#### [Records taken from a data source]
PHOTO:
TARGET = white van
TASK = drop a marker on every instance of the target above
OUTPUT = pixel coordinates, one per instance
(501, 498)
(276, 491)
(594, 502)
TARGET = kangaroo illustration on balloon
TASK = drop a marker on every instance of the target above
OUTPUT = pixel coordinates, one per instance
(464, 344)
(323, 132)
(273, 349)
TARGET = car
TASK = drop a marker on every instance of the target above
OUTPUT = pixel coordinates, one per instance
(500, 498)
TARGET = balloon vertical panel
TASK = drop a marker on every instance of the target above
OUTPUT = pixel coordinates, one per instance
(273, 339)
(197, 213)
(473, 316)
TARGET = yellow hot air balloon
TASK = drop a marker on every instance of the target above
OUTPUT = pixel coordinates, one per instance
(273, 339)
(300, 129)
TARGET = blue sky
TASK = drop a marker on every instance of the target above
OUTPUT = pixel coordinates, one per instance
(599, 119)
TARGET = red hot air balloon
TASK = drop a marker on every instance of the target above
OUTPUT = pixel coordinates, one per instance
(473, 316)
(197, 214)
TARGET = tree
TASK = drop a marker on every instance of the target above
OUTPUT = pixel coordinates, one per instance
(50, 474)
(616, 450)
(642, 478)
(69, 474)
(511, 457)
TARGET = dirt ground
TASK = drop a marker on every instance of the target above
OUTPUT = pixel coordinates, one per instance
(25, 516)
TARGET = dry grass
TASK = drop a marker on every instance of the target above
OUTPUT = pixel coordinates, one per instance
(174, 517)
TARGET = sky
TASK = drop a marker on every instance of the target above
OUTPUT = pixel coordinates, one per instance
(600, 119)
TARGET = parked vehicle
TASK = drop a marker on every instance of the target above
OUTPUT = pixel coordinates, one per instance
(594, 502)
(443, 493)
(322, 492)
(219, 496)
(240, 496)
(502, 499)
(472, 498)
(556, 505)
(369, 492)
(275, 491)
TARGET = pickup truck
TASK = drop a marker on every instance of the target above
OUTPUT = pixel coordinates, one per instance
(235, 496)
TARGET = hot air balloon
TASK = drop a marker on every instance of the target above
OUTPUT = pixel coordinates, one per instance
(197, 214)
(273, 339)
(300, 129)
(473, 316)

#### [Set exercise]
Pull every line of the records above and reproduce each one word for word, in its original order.

#### [Solution to this task]
PHOTO:
TARGET = white van
TASK = drop a marker on every instance of the target above
OUTPUT = pixel coordinates, one per instance
(501, 498)
(276, 491)
(594, 502)
TARGET = kangaroo illustration on balloon
TASK = drop a marker on every instance of the target above
OUTPUT = pixel coordinates, one per instance
(464, 344)
(323, 132)
(273, 349)
TARGET = car
TASK = drop a marker on every instance of the target above
OUTPUT = pixel coordinates, one per instance
(500, 498)
TARGET = balloon vertical panel
TASK = drop a marker on every instance of the target above
OUTPUT = pixel coordinates, one per instance
(273, 339)
(197, 213)
(473, 316)
TARGET = yellow hot air balloon
TASK = drop a marker on every instance of the target above
OUTPUT = pixel coordinates, one per instance
(273, 339)
(300, 129)
TARGET = blue sky
TASK = drop a marker on every instance of the target above
OUTPUT = pixel coordinates, one per instance
(599, 119)
TARGET = red hot air balloon
TASK = drop a marker on every instance of the target above
OUTPUT = pixel coordinates, one per instance
(473, 316)
(197, 214)
TARGET = tree
TASK = drop a marker on every instance of the target above
OUTPUT = pixel coordinates, one per instance
(50, 474)
(616, 450)
(642, 478)
(69, 474)
(511, 457)
TARGET = dirt ground
TASK = drop a marker on every instance of the target above
OUTPUT = pixel coordinates, one per instance
(25, 516)
TARGET = dry grass
TASK = drop a marker on every instance of the target above
OUTPUT = pixel coordinates, one per instance
(174, 517)
TARGET = sky
TASK = drop a marker on every instance of the target above
OUTPUT = pixel coordinates, one per instance
(600, 119)
TARGET = parked vehicle
TASK = drop a marker on every instance of the target above
OUTPUT = pixel coordinates, one per instance
(594, 502)
(443, 493)
(322, 492)
(219, 496)
(240, 496)
(502, 499)
(472, 498)
(556, 505)
(369, 492)
(275, 491)
TARGET = pickup truck
TASK = drop a marker on every instance of the target above
OUTPUT = pixel coordinates, one per instance
(235, 496)
TARGET = hot air balloon
TASK = drop a marker on every instance of the target above
OUTPUT = pixel coordinates, one per instance
(197, 214)
(273, 339)
(300, 129)
(473, 316)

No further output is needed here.